- _What is required_: If a line in the entries contains the string "cloud", include that line in your answer.

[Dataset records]
=======
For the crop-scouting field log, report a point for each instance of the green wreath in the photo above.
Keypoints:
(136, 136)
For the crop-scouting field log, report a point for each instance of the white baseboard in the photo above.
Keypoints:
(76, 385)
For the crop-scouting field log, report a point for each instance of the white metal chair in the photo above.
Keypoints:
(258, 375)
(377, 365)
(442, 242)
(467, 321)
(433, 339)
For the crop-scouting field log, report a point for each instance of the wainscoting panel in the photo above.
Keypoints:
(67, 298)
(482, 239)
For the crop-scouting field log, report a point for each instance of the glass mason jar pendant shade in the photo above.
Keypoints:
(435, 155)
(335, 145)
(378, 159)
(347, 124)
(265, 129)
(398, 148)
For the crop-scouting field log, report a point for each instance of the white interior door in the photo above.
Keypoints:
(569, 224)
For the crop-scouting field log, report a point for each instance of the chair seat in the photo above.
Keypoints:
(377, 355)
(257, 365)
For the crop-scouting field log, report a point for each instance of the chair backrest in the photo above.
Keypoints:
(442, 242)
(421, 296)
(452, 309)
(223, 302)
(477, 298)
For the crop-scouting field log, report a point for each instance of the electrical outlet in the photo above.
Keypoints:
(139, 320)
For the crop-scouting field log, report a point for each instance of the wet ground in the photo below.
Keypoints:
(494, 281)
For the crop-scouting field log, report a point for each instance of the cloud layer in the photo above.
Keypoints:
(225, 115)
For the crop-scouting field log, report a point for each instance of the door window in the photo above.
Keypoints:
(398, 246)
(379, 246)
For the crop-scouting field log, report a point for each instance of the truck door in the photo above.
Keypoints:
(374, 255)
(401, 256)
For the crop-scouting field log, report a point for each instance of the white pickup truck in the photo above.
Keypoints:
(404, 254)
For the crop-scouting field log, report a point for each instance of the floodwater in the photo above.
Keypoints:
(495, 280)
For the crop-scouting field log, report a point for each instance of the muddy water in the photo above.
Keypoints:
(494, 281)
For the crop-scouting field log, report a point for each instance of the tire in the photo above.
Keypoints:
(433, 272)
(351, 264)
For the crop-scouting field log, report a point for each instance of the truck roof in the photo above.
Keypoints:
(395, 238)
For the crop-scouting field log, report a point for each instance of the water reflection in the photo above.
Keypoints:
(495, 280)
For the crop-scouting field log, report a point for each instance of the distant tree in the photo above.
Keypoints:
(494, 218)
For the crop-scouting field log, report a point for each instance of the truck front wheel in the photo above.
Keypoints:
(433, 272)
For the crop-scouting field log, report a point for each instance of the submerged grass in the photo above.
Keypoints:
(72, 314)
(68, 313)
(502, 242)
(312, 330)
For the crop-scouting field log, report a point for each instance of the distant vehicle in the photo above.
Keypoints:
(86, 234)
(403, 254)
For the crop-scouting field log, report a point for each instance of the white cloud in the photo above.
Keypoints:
=======
- _Output of the task_:
For the crop-scouting field log, report a point for each instance of the cloud layer in the photo above.
For the crop-scouting field log, report a point for each instance of the white cloud in the photo above.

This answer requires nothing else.